Requirement: Find every line in the records that contains the word "ridge" and copy each one.

----------------

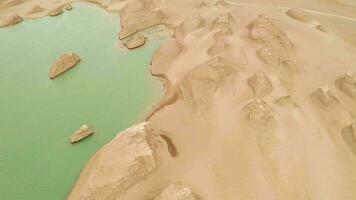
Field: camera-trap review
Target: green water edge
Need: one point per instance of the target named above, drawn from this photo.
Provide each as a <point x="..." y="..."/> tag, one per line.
<point x="111" y="89"/>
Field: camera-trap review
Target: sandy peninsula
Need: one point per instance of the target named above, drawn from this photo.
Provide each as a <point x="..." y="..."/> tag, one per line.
<point x="260" y="102"/>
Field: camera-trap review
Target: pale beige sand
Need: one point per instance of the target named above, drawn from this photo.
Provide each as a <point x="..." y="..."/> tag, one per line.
<point x="64" y="63"/>
<point x="259" y="103"/>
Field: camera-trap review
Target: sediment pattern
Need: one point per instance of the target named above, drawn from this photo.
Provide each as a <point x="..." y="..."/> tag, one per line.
<point x="256" y="103"/>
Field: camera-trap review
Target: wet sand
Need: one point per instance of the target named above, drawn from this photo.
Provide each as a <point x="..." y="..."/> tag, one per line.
<point x="259" y="104"/>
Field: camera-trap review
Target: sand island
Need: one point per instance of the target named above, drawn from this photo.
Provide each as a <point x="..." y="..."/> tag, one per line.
<point x="260" y="102"/>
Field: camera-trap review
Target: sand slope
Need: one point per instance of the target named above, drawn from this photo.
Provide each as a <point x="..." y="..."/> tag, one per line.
<point x="260" y="104"/>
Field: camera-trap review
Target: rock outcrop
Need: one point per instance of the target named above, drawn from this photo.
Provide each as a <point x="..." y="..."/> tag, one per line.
<point x="138" y="15"/>
<point x="64" y="63"/>
<point x="176" y="191"/>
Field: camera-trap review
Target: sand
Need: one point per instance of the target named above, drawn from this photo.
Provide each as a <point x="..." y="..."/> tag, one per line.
<point x="65" y="62"/>
<point x="259" y="104"/>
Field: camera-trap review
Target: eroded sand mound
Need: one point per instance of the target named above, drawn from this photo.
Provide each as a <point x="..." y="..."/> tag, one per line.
<point x="260" y="103"/>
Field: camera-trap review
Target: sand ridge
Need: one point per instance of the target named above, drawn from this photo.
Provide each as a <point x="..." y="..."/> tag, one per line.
<point x="257" y="106"/>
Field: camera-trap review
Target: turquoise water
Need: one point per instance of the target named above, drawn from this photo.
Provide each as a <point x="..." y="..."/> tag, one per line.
<point x="110" y="89"/>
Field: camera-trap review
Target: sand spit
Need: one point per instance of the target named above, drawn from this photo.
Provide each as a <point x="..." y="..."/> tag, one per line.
<point x="136" y="41"/>
<point x="64" y="63"/>
<point x="120" y="165"/>
<point x="257" y="104"/>
<point x="11" y="20"/>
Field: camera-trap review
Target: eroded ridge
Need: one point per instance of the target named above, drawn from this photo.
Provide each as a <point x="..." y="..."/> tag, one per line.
<point x="278" y="51"/>
<point x="261" y="120"/>
<point x="138" y="15"/>
<point x="202" y="82"/>
<point x="260" y="84"/>
<point x="225" y="22"/>
<point x="347" y="85"/>
<point x="11" y="20"/>
<point x="176" y="191"/>
<point x="322" y="98"/>
<point x="190" y="24"/>
<point x="299" y="15"/>
<point x="119" y="165"/>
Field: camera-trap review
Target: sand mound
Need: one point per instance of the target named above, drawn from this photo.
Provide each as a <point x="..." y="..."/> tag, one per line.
<point x="64" y="63"/>
<point x="260" y="84"/>
<point x="189" y="25"/>
<point x="349" y="136"/>
<point x="202" y="82"/>
<point x="36" y="9"/>
<point x="278" y="51"/>
<point x="11" y="20"/>
<point x="119" y="165"/>
<point x="176" y="191"/>
<point x="225" y="22"/>
<point x="56" y="11"/>
<point x="243" y="115"/>
<point x="221" y="46"/>
<point x="347" y="85"/>
<point x="138" y="15"/>
<point x="136" y="41"/>
<point x="261" y="120"/>
<point x="299" y="15"/>
<point x="165" y="55"/>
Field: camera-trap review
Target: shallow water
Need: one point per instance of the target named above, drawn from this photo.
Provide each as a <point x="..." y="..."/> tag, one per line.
<point x="110" y="89"/>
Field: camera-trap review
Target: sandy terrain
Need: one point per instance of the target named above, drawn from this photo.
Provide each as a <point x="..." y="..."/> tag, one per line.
<point x="260" y="102"/>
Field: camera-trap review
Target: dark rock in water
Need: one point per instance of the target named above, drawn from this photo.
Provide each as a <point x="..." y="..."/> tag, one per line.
<point x="83" y="132"/>
<point x="11" y="20"/>
<point x="65" y="62"/>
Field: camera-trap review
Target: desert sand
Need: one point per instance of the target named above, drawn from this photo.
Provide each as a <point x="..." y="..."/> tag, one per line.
<point x="260" y="102"/>
<point x="65" y="62"/>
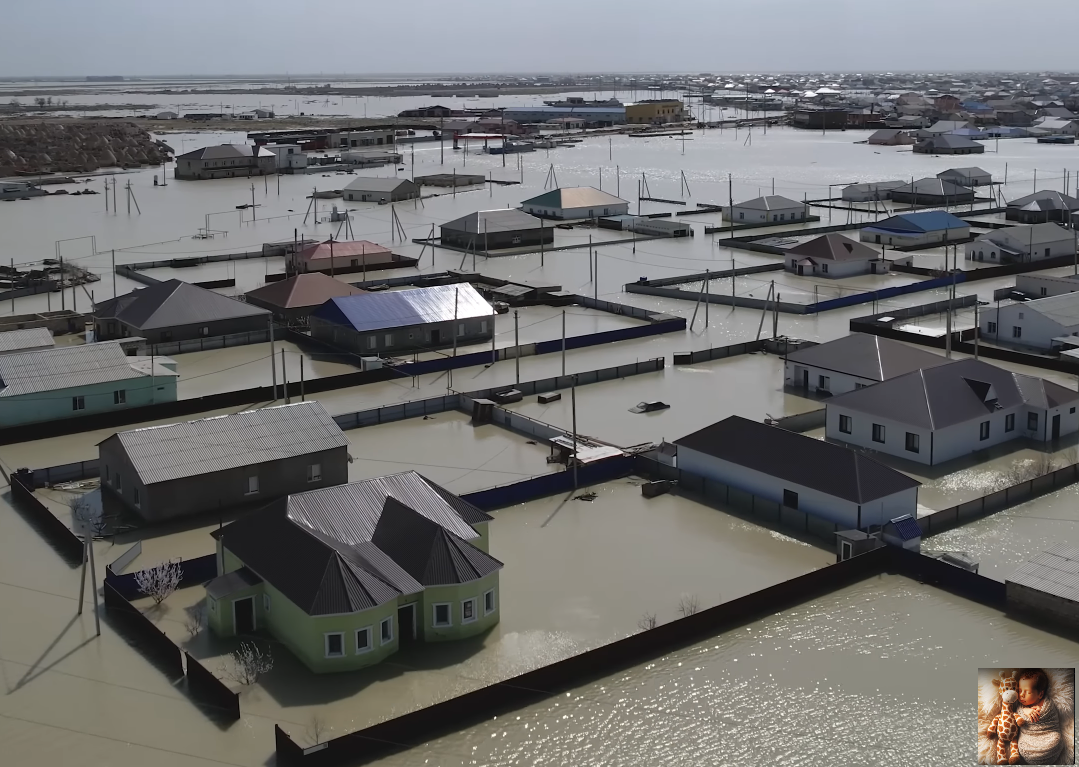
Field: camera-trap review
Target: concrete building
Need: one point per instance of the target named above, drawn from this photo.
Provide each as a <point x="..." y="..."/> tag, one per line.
<point x="176" y="311"/>
<point x="835" y="257"/>
<point x="1032" y="324"/>
<point x="380" y="190"/>
<point x="1022" y="244"/>
<point x="948" y="411"/>
<point x="574" y="203"/>
<point x="494" y="230"/>
<point x="914" y="229"/>
<point x="854" y="361"/>
<point x="801" y="473"/>
<point x="343" y="577"/>
<point x="226" y="161"/>
<point x="405" y="320"/>
<point x="769" y="208"/>
<point x="223" y="462"/>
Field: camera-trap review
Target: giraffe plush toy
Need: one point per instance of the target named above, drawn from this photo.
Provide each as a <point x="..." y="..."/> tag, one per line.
<point x="1004" y="726"/>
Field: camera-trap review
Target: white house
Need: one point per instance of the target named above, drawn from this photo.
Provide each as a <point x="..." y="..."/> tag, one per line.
<point x="854" y="361"/>
<point x="572" y="203"/>
<point x="772" y="208"/>
<point x="1032" y="324"/>
<point x="937" y="414"/>
<point x="1023" y="244"/>
<point x="816" y="477"/>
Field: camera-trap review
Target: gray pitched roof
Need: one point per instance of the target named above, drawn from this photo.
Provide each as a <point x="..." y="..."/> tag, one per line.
<point x="933" y="398"/>
<point x="811" y="463"/>
<point x="866" y="356"/>
<point x="174" y="303"/>
<point x="193" y="448"/>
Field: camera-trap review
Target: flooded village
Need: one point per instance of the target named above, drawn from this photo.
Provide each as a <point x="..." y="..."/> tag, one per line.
<point x="533" y="420"/>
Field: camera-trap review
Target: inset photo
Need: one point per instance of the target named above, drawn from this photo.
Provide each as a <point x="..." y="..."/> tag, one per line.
<point x="1026" y="716"/>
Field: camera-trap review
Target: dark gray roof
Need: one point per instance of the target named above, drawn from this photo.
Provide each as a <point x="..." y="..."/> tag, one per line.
<point x="866" y="356"/>
<point x="811" y="463"/>
<point x="174" y="303"/>
<point x="955" y="393"/>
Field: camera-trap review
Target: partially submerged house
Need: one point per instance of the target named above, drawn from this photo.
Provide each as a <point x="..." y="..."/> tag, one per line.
<point x="937" y="414"/>
<point x="405" y="320"/>
<point x="223" y="462"/>
<point x="822" y="479"/>
<point x="345" y="576"/>
<point x="176" y="311"/>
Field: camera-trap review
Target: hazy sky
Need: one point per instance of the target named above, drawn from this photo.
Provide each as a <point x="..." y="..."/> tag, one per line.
<point x="206" y="37"/>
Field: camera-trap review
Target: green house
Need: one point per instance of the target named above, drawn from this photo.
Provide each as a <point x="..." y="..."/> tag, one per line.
<point x="343" y="576"/>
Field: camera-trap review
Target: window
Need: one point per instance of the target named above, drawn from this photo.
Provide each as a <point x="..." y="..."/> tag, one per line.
<point x="335" y="644"/>
<point x="364" y="640"/>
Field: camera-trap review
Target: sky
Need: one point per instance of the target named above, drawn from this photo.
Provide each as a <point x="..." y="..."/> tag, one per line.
<point x="371" y="37"/>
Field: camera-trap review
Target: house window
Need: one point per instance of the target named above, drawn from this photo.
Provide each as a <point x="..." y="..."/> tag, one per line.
<point x="333" y="644"/>
<point x="364" y="640"/>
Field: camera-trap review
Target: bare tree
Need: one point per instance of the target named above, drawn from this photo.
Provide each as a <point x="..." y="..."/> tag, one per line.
<point x="247" y="663"/>
<point x="160" y="581"/>
<point x="688" y="604"/>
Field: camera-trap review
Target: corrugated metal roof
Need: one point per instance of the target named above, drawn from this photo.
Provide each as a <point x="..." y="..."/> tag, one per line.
<point x="193" y="448"/>
<point x="398" y="309"/>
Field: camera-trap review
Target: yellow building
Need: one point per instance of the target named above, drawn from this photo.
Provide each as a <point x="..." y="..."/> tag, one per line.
<point x="655" y="112"/>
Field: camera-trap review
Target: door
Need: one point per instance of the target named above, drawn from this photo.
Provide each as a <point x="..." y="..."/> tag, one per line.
<point x="243" y="615"/>
<point x="406" y="624"/>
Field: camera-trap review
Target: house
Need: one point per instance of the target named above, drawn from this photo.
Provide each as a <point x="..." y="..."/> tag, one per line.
<point x="769" y="208"/>
<point x="405" y="320"/>
<point x="932" y="191"/>
<point x="922" y="228"/>
<point x="296" y="298"/>
<point x="345" y="576"/>
<point x="175" y="311"/>
<point x="967" y="177"/>
<point x="890" y="137"/>
<point x="1022" y="244"/>
<point x="871" y="191"/>
<point x="948" y="145"/>
<point x="1047" y="205"/>
<point x="854" y="361"/>
<point x="833" y="256"/>
<point x="66" y="382"/>
<point x="223" y="462"/>
<point x="572" y="203"/>
<point x="1032" y="324"/>
<point x="380" y="190"/>
<point x="819" y="478"/>
<point x="493" y="230"/>
<point x="937" y="414"/>
<point x="226" y="161"/>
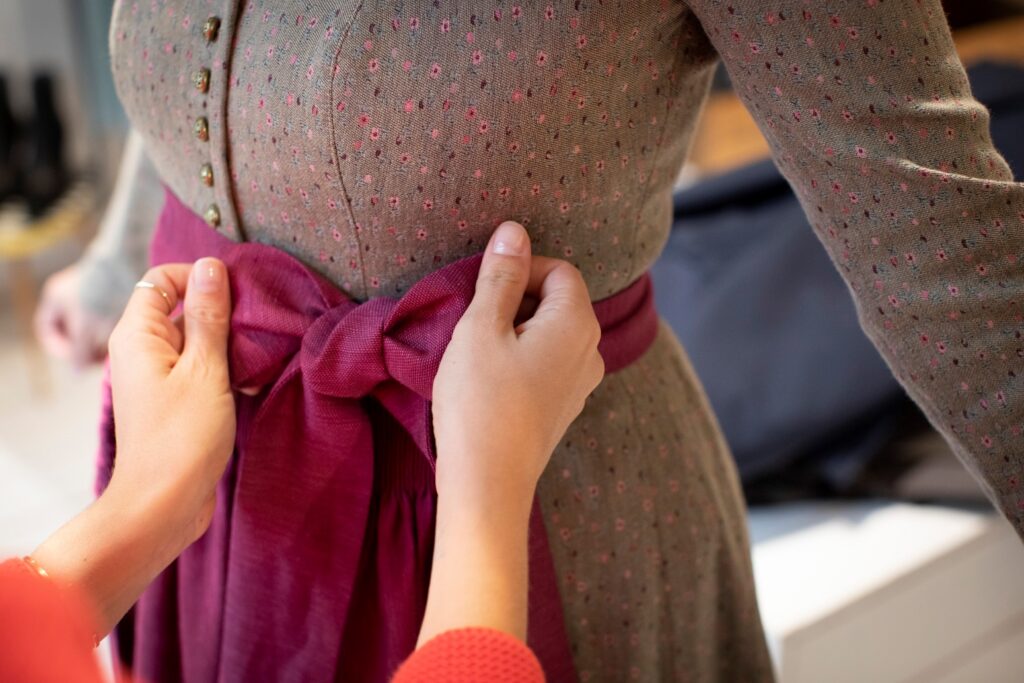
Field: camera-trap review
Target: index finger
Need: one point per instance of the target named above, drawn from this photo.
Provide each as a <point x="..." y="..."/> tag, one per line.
<point x="165" y="288"/>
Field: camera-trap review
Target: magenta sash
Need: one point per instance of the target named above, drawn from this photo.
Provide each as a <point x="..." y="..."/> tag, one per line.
<point x="316" y="564"/>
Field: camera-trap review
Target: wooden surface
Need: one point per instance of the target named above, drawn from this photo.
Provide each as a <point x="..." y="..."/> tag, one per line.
<point x="727" y="136"/>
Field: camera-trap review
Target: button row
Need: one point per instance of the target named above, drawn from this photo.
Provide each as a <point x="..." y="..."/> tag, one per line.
<point x="201" y="81"/>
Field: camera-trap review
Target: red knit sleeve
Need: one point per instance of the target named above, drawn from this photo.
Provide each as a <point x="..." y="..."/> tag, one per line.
<point x="469" y="655"/>
<point x="45" y="633"/>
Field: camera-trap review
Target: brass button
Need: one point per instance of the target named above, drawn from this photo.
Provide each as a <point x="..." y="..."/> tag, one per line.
<point x="202" y="129"/>
<point x="212" y="215"/>
<point x="206" y="174"/>
<point x="201" y="80"/>
<point x="210" y="29"/>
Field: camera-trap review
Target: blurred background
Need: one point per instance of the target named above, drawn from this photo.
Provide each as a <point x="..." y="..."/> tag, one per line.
<point x="876" y="555"/>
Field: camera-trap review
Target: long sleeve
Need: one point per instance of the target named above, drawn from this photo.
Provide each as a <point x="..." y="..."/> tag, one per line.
<point x="44" y="632"/>
<point x="119" y="254"/>
<point x="870" y="118"/>
<point x="471" y="654"/>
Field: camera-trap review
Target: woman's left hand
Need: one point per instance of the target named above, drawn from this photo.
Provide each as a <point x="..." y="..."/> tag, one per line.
<point x="174" y="422"/>
<point x="173" y="408"/>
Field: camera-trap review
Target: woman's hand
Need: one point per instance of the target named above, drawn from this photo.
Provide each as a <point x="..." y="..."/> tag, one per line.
<point x="504" y="396"/>
<point x="174" y="417"/>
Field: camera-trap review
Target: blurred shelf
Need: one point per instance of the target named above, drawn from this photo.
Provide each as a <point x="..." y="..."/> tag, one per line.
<point x="23" y="237"/>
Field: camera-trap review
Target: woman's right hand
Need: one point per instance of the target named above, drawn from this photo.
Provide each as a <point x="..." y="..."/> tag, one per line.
<point x="505" y="394"/>
<point x="503" y="397"/>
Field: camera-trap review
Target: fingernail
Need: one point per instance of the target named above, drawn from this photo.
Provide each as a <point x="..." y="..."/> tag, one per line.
<point x="510" y="239"/>
<point x="208" y="274"/>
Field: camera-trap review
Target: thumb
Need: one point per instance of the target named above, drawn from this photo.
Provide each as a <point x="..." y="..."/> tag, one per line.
<point x="208" y="311"/>
<point x="504" y="274"/>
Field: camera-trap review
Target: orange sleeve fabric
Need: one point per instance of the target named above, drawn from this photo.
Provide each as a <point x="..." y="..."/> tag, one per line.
<point x="45" y="632"/>
<point x="470" y="655"/>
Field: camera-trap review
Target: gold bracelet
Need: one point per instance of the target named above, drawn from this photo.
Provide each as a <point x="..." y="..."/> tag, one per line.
<point x="34" y="565"/>
<point x="37" y="569"/>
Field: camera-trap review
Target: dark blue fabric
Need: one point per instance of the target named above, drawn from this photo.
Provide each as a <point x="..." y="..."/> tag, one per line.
<point x="770" y="326"/>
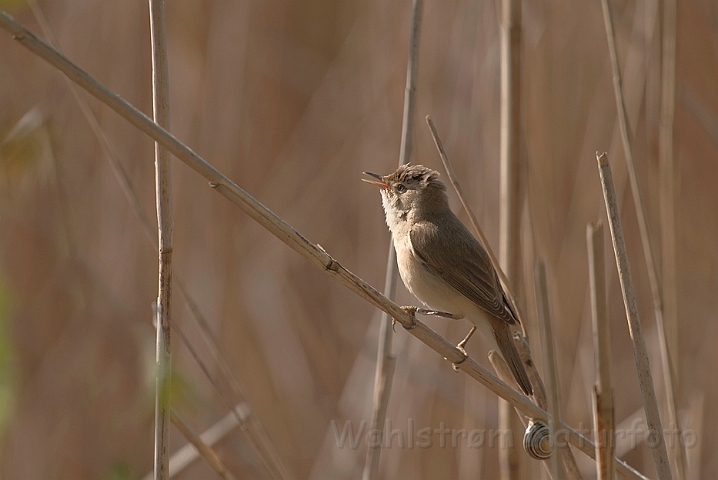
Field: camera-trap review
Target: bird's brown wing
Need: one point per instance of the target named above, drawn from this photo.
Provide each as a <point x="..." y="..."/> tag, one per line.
<point x="460" y="260"/>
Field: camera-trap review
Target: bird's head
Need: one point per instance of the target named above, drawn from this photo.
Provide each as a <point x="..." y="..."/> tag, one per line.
<point x="411" y="191"/>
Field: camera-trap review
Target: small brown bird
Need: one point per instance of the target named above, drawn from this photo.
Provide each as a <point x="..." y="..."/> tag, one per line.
<point x="441" y="263"/>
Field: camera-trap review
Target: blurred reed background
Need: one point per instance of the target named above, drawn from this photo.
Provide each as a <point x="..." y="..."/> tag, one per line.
<point x="293" y="100"/>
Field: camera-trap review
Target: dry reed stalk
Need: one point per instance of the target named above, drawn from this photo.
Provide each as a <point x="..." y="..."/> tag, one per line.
<point x="163" y="191"/>
<point x="650" y="404"/>
<point x="510" y="191"/>
<point x="386" y="362"/>
<point x="603" y="419"/>
<point x="204" y="450"/>
<point x="293" y="239"/>
<point x="521" y="342"/>
<point x="188" y="454"/>
<point x="547" y="347"/>
<point x="677" y="453"/>
<point x="669" y="332"/>
<point x="251" y="425"/>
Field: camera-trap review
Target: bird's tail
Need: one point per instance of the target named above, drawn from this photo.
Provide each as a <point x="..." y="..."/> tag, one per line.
<point x="505" y="341"/>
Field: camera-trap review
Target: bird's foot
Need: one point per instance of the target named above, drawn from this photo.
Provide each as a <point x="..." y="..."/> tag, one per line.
<point x="461" y="346"/>
<point x="412" y="311"/>
<point x="437" y="313"/>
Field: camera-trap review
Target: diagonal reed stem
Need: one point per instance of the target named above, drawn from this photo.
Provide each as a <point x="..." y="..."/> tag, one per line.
<point x="650" y="404"/>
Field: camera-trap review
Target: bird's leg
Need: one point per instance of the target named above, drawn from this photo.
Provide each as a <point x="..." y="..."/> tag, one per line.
<point x="412" y="311"/>
<point x="461" y="346"/>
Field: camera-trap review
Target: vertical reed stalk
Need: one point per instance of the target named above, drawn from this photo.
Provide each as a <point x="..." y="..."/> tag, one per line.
<point x="510" y="194"/>
<point x="385" y="360"/>
<point x="160" y="109"/>
<point x="551" y="373"/>
<point x="678" y="453"/>
<point x="603" y="391"/>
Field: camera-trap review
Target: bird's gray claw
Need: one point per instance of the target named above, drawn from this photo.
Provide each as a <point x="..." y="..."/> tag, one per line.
<point x="455" y="366"/>
<point x="411" y="310"/>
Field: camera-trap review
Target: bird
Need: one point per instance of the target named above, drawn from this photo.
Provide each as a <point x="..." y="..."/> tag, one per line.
<point x="442" y="264"/>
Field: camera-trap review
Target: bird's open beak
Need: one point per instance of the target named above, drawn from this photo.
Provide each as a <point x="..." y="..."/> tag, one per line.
<point x="381" y="183"/>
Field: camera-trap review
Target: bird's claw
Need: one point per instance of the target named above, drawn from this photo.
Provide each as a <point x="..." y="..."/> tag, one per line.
<point x="461" y="346"/>
<point x="455" y="365"/>
<point x="411" y="310"/>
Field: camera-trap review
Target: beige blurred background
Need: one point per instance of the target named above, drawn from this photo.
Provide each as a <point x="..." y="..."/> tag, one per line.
<point x="293" y="100"/>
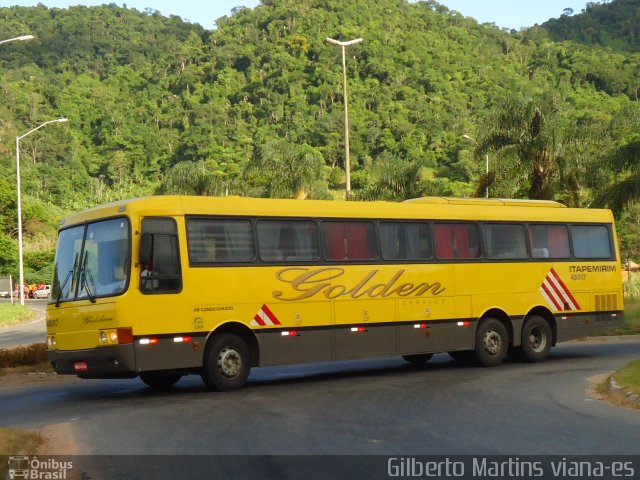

----------------

Written answer:
Target: sand ridge
Target: eroded ridge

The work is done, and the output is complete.